Given records START

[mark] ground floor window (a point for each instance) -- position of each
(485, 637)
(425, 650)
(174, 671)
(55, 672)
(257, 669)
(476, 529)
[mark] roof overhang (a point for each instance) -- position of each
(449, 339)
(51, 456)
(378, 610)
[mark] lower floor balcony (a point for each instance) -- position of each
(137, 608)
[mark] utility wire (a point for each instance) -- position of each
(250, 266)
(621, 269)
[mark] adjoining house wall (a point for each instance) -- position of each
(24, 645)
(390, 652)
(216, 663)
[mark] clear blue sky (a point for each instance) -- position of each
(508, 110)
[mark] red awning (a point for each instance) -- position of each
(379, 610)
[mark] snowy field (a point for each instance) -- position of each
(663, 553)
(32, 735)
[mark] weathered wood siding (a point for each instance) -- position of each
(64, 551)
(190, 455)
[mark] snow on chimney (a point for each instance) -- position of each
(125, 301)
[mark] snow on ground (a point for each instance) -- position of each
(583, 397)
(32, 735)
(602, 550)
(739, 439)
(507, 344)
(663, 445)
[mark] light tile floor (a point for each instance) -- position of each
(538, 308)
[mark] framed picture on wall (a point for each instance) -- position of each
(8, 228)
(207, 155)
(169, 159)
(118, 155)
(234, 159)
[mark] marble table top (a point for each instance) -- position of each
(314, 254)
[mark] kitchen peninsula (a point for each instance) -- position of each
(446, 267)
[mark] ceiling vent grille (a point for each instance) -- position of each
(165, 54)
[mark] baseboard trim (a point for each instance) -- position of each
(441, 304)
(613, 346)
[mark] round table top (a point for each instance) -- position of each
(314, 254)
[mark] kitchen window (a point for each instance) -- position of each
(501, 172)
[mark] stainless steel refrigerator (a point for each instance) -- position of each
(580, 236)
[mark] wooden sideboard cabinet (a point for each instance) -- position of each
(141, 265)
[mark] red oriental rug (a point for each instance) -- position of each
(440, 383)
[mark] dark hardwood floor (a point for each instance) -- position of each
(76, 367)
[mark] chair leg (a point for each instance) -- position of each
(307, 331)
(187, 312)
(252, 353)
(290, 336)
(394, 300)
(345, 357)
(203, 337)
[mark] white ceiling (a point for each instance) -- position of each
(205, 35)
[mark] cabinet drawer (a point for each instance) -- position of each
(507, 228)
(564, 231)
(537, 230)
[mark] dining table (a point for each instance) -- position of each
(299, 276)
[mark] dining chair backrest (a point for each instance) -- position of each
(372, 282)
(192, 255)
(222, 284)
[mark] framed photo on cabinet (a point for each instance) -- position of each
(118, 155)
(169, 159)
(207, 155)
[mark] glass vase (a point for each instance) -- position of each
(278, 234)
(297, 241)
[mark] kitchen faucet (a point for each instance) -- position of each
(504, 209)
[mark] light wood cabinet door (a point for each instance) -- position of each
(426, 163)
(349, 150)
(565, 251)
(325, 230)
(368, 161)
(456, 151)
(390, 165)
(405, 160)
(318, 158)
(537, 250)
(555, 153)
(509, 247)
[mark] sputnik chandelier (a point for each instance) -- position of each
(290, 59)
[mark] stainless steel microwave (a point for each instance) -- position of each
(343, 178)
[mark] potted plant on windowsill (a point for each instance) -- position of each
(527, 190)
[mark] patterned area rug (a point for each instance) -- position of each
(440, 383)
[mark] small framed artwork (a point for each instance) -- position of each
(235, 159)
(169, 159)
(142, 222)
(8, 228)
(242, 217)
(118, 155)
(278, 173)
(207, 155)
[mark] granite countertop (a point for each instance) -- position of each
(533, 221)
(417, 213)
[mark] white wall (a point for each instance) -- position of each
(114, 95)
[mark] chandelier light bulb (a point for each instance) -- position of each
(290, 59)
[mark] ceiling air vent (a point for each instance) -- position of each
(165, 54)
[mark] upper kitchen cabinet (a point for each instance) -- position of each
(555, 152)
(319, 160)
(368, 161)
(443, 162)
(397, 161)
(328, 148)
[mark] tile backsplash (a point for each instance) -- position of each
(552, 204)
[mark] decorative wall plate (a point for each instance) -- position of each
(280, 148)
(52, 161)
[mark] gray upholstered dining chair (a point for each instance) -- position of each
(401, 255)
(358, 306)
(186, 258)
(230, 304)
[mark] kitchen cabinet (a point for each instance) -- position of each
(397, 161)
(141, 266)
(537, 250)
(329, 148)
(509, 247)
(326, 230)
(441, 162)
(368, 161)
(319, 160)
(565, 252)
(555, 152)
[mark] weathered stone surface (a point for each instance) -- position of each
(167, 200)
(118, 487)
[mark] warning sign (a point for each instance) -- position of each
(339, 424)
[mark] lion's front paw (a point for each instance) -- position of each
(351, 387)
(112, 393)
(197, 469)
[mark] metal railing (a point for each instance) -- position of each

Given records END

**Exercise requirements**
Each line of the material above needs repeating verbatim.

**Result of this task**
[mark] ground floor window (a point for each instance) -- position of each
(485, 637)
(425, 650)
(174, 671)
(55, 672)
(257, 669)
(476, 529)
[mark] roof overhang (a point for each instance) -- position of each
(449, 339)
(51, 456)
(378, 610)
[mark] lower floor balcony (a point for each instance) -- position of each
(137, 608)
[mark] utility wire (a point for each instance) -- position of each
(250, 266)
(621, 269)
[mark] adjoining house wall (a point for each instance) -- position of each
(24, 645)
(390, 652)
(216, 663)
[mark] clear blue sky (a point for each instance) -- position of each
(508, 110)
[mark] red awning (a point for each instance) -- position of each
(379, 610)
[mark] snowy field (a point for each instance) -- position of each
(663, 553)
(32, 735)
[mark] weathered wood siding (a point for each instance) -- position of each
(64, 551)
(190, 455)
[mark] snow on chimney (a point for each instance) -- position of each
(125, 301)
[mark] snow on ground (a point for each instance) -- position of each
(583, 397)
(32, 735)
(602, 550)
(739, 439)
(507, 344)
(663, 445)
[mark] light tile floor (a point for each instance) -- position of each
(538, 308)
[mark] framed picture on wall (a point for each instance) -- position of each
(8, 228)
(207, 155)
(169, 159)
(118, 155)
(234, 159)
[mark] marble table top (a point for each instance) -- position of each
(314, 254)
[mark] kitchen peninsula (a point for each instance) -- position of each
(446, 267)
[mark] ceiling vent grille (a point for each instance) -- position of each
(165, 54)
[mark] baseboard trim (a point for each instance) -- position of each
(441, 304)
(613, 346)
[mark] round table top (a point for each instance) -- position of each
(314, 254)
[mark] kitchen window (a point for each instance) -- position of each
(501, 172)
[mark] stainless steel refrigerator (a point for each instance) -- position of each
(580, 236)
[mark] wooden sideboard cabinet (a point for each instance) -- position of each
(141, 265)
[mark] red oriental rug (a point for each instance) -- position of each
(440, 383)
[mark] dark hardwood floor (a point for each instance) -- position of each
(76, 367)
[mark] chair leg (a point for each instance) -- position of each
(307, 331)
(187, 312)
(252, 353)
(290, 336)
(394, 300)
(345, 357)
(203, 337)
[mark] white ceiling (a point for each instance) -- position of each
(205, 35)
[mark] cabinet drawer (a point for each instance) -- position of each
(507, 228)
(564, 231)
(537, 230)
[mark] dining table (a point for each instance) -- position of each
(299, 276)
[mark] dining chair backrest (a point for each instance) -- position of each
(372, 282)
(192, 255)
(222, 284)
[mark] framed photo on cabinet (a point for each instance) -- position of each
(118, 155)
(169, 159)
(207, 155)
[mark] glass vase (a point for each instance) -- position of each
(278, 234)
(297, 241)
[mark] kitchen faucet (a point for each instance) -- position of each
(504, 209)
[mark] light wood cabinet door (a point for each instance) -- position of each
(426, 163)
(349, 150)
(565, 251)
(325, 230)
(368, 161)
(456, 151)
(390, 165)
(405, 160)
(318, 158)
(537, 250)
(555, 153)
(509, 247)
[mark] sputnik chandelier (a point for each instance) -- position of each
(290, 59)
[mark] stainless steel microwave (a point for each instance) -- position of each
(343, 178)
[mark] potted plant on windowsill (a point for each instance) -- position of each
(527, 190)
[mark] patterned area rug (a point for each instance) -- position of each
(440, 383)
[mark] small framed artwork (a point for each instance) -- position of each
(235, 159)
(169, 159)
(142, 222)
(8, 228)
(242, 217)
(118, 155)
(278, 173)
(207, 155)
[mark] granite countertop (a point for each instance) -- position of each
(533, 221)
(417, 213)
[mark] white wall (a point for each instance) -- position of each
(114, 95)
[mark] chandelier light bulb (a point for each instance) -- position of each
(290, 59)
[mark] ceiling air vent (a point for each instance) -- position of each
(165, 54)
[mark] upper kitchen cabinet (a point for each instance) -- position of each
(555, 152)
(319, 160)
(368, 161)
(443, 162)
(397, 161)
(328, 148)
[mark] tile backsplash (a point for each instance) -- position of each
(552, 204)
[mark] decorative wall plate (a point for each instance) -- position of each
(280, 148)
(52, 161)
[mark] gray upholstered dining chair (a point for each instance) -- position of each
(401, 255)
(358, 306)
(186, 258)
(230, 304)
[mark] kitchen cabinet (a point for each instance) -- position of each
(397, 161)
(141, 266)
(537, 250)
(329, 148)
(509, 247)
(326, 230)
(441, 162)
(368, 161)
(319, 160)
(565, 252)
(555, 152)
[mark] weathered stone surface (a point for each instance) -- position of each
(167, 200)
(118, 487)
[mark] warning sign (a point for each instance) -- position of each
(339, 424)
[mark] lion's front paw (a point for each instance) -- position of each
(351, 387)
(112, 393)
(197, 469)
[mark] metal railing (a point for each instance) -- position of each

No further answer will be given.